**Work to complete**
Return every record exactly as written.

begin Raw data

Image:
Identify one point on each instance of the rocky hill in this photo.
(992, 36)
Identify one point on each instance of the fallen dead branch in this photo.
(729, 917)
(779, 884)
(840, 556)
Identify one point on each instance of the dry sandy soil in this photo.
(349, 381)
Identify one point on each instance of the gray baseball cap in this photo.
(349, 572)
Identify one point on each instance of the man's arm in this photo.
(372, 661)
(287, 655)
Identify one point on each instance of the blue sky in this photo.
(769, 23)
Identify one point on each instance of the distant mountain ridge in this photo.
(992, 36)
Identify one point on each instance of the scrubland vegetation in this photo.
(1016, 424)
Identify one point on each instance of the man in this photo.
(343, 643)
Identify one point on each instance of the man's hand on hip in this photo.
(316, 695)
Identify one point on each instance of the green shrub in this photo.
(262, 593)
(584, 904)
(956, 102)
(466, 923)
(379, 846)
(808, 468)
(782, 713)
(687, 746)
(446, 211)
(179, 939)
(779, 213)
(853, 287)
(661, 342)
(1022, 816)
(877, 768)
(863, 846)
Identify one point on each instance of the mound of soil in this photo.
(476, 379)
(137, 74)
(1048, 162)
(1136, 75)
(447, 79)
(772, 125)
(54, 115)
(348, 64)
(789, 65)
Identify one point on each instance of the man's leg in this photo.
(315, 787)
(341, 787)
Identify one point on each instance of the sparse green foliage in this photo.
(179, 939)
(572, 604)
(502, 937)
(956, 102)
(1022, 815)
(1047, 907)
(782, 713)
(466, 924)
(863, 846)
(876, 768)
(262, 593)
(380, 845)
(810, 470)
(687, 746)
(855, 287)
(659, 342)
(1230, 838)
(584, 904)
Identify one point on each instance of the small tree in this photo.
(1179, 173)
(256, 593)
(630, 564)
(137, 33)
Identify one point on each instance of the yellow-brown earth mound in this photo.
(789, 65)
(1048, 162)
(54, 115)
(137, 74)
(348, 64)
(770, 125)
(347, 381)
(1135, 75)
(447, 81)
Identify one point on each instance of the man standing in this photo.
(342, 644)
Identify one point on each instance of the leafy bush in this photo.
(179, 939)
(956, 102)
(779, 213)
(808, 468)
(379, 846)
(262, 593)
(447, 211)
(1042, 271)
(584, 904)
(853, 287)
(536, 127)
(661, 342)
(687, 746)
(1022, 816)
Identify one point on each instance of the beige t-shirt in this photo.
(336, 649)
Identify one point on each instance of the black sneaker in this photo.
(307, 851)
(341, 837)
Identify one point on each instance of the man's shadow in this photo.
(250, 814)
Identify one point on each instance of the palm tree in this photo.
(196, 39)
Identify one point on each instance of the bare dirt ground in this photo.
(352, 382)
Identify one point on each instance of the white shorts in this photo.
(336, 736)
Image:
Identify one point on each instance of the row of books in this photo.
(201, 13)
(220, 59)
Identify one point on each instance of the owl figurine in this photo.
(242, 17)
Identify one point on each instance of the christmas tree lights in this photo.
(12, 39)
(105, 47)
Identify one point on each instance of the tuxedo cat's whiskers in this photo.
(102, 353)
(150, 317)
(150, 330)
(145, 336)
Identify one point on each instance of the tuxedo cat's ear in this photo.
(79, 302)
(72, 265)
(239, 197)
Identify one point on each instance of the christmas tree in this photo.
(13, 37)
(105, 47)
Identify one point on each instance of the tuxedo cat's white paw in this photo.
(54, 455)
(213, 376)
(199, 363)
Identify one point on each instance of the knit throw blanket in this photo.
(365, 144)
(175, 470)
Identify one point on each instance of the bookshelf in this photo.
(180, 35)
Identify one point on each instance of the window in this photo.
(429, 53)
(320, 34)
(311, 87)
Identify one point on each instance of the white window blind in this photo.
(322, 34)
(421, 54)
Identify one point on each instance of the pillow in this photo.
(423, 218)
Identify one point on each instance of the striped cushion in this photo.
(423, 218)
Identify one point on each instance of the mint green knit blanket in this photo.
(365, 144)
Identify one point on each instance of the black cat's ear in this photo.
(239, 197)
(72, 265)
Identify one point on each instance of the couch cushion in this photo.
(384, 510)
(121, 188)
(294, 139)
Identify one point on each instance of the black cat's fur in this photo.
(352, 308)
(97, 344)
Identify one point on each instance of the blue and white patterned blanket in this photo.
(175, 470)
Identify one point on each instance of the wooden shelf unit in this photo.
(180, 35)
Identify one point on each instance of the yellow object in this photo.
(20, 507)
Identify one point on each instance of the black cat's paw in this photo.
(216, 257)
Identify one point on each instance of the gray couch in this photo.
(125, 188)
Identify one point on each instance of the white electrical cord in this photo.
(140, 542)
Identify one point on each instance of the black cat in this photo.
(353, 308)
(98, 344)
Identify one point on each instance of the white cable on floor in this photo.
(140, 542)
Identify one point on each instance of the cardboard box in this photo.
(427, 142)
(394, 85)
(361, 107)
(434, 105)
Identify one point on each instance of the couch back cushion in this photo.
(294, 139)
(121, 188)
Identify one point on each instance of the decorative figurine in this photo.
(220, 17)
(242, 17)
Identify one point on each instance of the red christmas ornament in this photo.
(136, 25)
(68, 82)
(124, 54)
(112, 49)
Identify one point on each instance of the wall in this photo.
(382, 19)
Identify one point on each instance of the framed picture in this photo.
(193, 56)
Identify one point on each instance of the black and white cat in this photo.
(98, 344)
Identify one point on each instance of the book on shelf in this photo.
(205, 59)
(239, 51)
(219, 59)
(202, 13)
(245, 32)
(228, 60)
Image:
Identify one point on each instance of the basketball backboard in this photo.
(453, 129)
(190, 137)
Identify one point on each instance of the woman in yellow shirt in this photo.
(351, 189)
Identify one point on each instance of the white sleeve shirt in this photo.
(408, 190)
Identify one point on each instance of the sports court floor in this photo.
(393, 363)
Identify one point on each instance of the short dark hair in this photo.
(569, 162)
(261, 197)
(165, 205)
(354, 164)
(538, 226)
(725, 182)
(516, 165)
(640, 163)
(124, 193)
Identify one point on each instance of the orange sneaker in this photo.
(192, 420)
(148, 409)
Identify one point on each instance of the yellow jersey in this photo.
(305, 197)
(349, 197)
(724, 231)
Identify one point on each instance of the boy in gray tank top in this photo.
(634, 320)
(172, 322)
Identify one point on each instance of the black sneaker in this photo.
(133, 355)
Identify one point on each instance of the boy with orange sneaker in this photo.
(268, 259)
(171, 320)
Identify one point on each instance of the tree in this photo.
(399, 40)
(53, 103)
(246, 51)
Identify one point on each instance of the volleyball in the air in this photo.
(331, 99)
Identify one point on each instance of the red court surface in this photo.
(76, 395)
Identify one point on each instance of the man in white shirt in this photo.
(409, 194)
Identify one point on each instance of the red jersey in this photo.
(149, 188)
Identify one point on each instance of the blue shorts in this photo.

end Raw data

**Exercise response**
Image:
Identify one point on each instance of the rocky hill in this photo.
(992, 36)
Identify one point on each instance of the fallen dead branch in this photo.
(729, 917)
(779, 884)
(840, 556)
Identify one point on each instance of the dry sandy soil in this photo.
(349, 381)
Identify one point on each instance of the gray baseball cap in this photo.
(349, 572)
Identify one point on each instance of the man's arm in this photo.
(372, 661)
(287, 655)
Identify one point on each instance of the blue sky in this photo.
(769, 23)
Identify one point on each instance of the distant mountain ridge in this photo.
(992, 36)
Identify one point on each instance of the scrubland vegetation in this photo.
(1016, 424)
Identify one point on each instance of the man in this photo.
(343, 643)
Identify one point on each instance of the man's hand on hip in this photo.
(316, 695)
Identify one point on each instance of the green shrub in this photo.
(262, 593)
(584, 904)
(956, 102)
(466, 923)
(379, 846)
(808, 468)
(782, 713)
(687, 746)
(446, 211)
(179, 939)
(779, 213)
(853, 287)
(661, 342)
(1022, 816)
(877, 768)
(863, 846)
Identify one point on each instance of the mound of soil in this photo.
(476, 379)
(137, 74)
(1048, 162)
(1136, 75)
(447, 79)
(772, 125)
(54, 115)
(348, 64)
(789, 65)
Identify one point on each instance of the man's leg in this photo.
(315, 787)
(341, 787)
Identify one point on each instance of the sparse green foliage in this photo.
(179, 939)
(572, 604)
(502, 937)
(956, 102)
(1022, 815)
(1047, 907)
(782, 713)
(466, 924)
(863, 846)
(876, 768)
(262, 593)
(380, 845)
(810, 470)
(687, 746)
(855, 287)
(659, 342)
(1230, 838)
(584, 904)
Identify one point on each instance of the small tree in this photo.
(1179, 173)
(256, 593)
(630, 564)
(137, 33)
Identify one point on each instance of the yellow-brown earth mound in this photo.
(789, 65)
(1048, 162)
(54, 115)
(137, 74)
(348, 64)
(770, 125)
(347, 381)
(1135, 75)
(447, 81)
Identify one point on each instance of the man standing in this photo.
(342, 644)
Identify one point on each instance of the leafy bush in this photo.
(179, 939)
(956, 102)
(779, 213)
(808, 468)
(379, 846)
(262, 593)
(447, 211)
(1042, 271)
(584, 904)
(853, 287)
(536, 127)
(661, 342)
(687, 746)
(1022, 816)
Identify one point on each instance of the beige t-shirt in this photo.
(336, 649)
Identify one point on each instance of the black sneaker in this photo.
(307, 851)
(341, 837)
Identify one point on each instance of the man's shadow in this photo.
(250, 814)
Identify one point on each instance of the palm tree in this photo.
(196, 39)
Identify one point on each instance of the bare dirt ground in this photo.
(352, 382)
Identify one point on each instance of the white shorts in this photo.
(336, 736)
Image:
Identify one point on each instance of the row of books in this photo.
(201, 13)
(220, 59)
Identify one point on each instance of the owl figurine in this photo.
(242, 17)
Identify one point on each instance of the christmas tree lights in this photo.
(12, 39)
(105, 47)
Identify one point on each instance of the tuxedo cat's whiskers in this photo.
(102, 353)
(150, 317)
(150, 330)
(145, 336)
Identify one point on each instance of the tuxedo cat's ear in this photo.
(79, 302)
(72, 265)
(239, 197)
Identify one point on each instance of the christmas tree in this photo.
(13, 37)
(105, 47)
Identify one point on each instance of the tuxedo cat's white paw in this photo.
(54, 455)
(213, 376)
(199, 363)
Identify one point on each instance of the knit throw blanket in this photo.
(365, 144)
(175, 470)
Identify one point on each instance of the bookshelf in this photo.
(180, 35)
Identify one point on each instance of the window in this photo.
(429, 53)
(320, 34)
(311, 87)
Identify one point on each instance of the white window blind in this photo.
(322, 34)
(421, 54)
Identify one point on each instance of the pillow in this photo.
(423, 218)
Identify one point on each instance of the striped cushion in this photo.
(423, 218)
Identify one point on each instance of the mint green knit blanket in this photo.
(365, 144)
Identify one point on each instance of the black cat's ear in this photo.
(239, 197)
(72, 265)
Identify one point on each instance of the couch cushion in this photo.
(384, 510)
(121, 188)
(294, 139)
Identify one point on each instance of the black cat's fur in this photo.
(352, 308)
(97, 344)
Identify one point on each instance of the blue and white patterned blanket in this photo.
(175, 470)
Identify one point on each instance of the wooden shelf unit in this photo.
(180, 35)
Identify one point on each instance of the yellow object in this photo.
(20, 507)
Identify one point on each instance of the black cat's paw in this photo.
(216, 257)
Identify one point on each instance of the gray couch in this photo.
(125, 188)
Identify one point on each instance of the white electrical cord in this photo.
(140, 542)
Identify one point on each instance of the black cat in this photo.
(353, 308)
(98, 344)
Identify one point on each instance of the white cable on floor in this photo.
(140, 542)
Identify one point on each instance of the cardboard box in this photo.
(427, 142)
(394, 85)
(361, 107)
(434, 105)
Identify one point on each instance of the couch back cushion in this photo.
(294, 139)
(121, 188)
Identify one point on each instance of the decorative figurine in this photo.
(220, 17)
(242, 17)
Identify one point on each instance of the red christmas ornament in this photo.
(136, 25)
(68, 82)
(124, 54)
(112, 49)
Identify one point on each instance of the wall in this photo.
(382, 19)
Identify one point on each instance of the framed picture in this photo.
(193, 56)
Identify one point on each instance of the black and white cat in this photo.
(98, 344)
Identify one point on each instance of the book on shelf in this photo.
(205, 59)
(239, 51)
(219, 59)
(202, 13)
(245, 32)
(228, 60)
Image:
Identify one point on each instance of the basketball backboard in this photo.
(453, 129)
(190, 137)
Identify one point on each instance of the woman in yellow shirt in this photo.
(351, 189)
Identify one point on each instance of the white sleeve shirt in this photo.
(408, 190)
Identify one point on each instance of the sports court floor in this photo.
(393, 363)
Identify one point on each instance of the short dark hair in this photo.
(569, 162)
(261, 197)
(165, 205)
(354, 164)
(538, 226)
(725, 182)
(516, 165)
(640, 163)
(124, 193)
Identify one point on each instance of the orange sneaker in this photo.
(192, 420)
(148, 409)
Identify one point on each instance of the yellow jersey in this photo.
(305, 197)
(349, 197)
(724, 231)
Identify one point on each instance of the boy in gray tank top in this photo.
(634, 320)
(172, 322)
Identify one point on each instance of the black sneaker in this photo.
(133, 355)
Identify one point on each instance of the boy with orange sneaker in this photo.
(268, 259)
(171, 320)
Identify one point on each instance of the tree in this photo.
(399, 40)
(53, 103)
(246, 51)
Identify one point on each instance of the volleyball in the air in this photo.
(331, 99)
Identify one point on each instance of the red court surface in this photo.
(76, 395)
Identify one point on each instance of the man in white shirt in this photo.
(409, 194)
Identify one point on each instance of the red jersey in this photo.
(149, 188)
Identify one point on each instance of the blue shorts in this photo.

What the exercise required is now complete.